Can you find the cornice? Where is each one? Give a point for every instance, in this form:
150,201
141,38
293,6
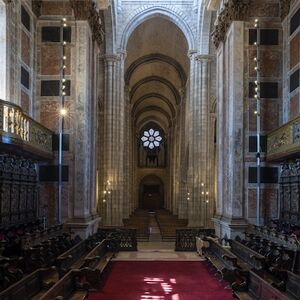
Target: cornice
234,10
87,10
284,8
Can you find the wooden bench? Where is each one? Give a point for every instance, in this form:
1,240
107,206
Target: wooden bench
73,258
222,259
31,286
96,262
250,257
70,286
292,286
258,289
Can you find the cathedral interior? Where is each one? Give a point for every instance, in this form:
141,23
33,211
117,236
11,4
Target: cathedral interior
149,147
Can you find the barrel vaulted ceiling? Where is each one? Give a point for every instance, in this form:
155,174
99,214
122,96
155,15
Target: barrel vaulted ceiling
156,69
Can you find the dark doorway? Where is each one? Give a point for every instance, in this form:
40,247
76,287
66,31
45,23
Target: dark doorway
151,193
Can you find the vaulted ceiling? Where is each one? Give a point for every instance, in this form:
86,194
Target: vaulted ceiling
156,69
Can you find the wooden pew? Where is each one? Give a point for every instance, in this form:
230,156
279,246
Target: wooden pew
73,258
292,286
250,257
257,288
31,286
222,259
70,286
96,262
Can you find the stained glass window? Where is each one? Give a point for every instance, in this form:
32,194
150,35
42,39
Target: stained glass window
151,138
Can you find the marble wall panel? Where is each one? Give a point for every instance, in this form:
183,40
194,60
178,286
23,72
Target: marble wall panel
26,47
56,8
269,115
259,9
25,102
51,59
269,200
294,106
49,114
270,63
295,50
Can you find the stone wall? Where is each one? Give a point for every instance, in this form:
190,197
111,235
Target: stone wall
21,63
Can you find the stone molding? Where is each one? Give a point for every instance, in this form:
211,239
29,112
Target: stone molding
284,8
36,6
204,57
234,10
87,10
156,57
109,58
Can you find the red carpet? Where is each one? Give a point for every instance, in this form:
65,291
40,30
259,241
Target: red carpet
161,280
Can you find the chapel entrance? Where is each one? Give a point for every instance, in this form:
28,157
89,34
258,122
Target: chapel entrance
151,193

----------

◆ EXERCISE DESCRIPTION ◆
Can you copy the listing unchanged, from the line containing "Can you find the red" through the final line of the listing?

◆ SOLUTION FOR THIS EXERCISE ◆
Can you find the red carpet? Where is each one? Give a point for every instance, in this form:
65,291
40,30
259,241
Target: red carpet
161,280
Can you find the chapel entrance? Where is each one? Give a point for every instance, in this form:
28,157
89,34
258,122
Target: chapel entrance
151,193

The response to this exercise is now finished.